**Your task**: List each line of the listing below that contains the string "point". Case matters.

**Task data**:
· · ·

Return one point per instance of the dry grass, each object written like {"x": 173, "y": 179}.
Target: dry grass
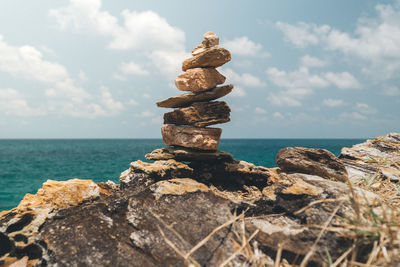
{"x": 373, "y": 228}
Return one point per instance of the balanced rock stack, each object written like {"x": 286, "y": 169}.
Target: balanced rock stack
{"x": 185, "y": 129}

· · ·

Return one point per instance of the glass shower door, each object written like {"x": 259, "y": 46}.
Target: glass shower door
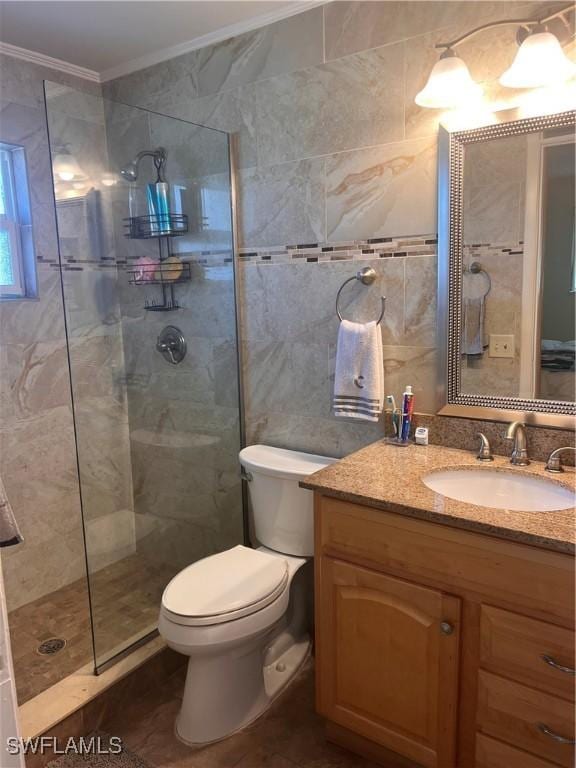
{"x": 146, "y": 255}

· · ·

**Solved problem**:
Return one point per instance of the dry grass, each object written like {"x": 173, "y": 179}.
Return one point per instance of the balanced rock stack, each object written like {"x": 286, "y": 169}.
Return one point per instance of the glass shower door, each object written like {"x": 259, "y": 46}.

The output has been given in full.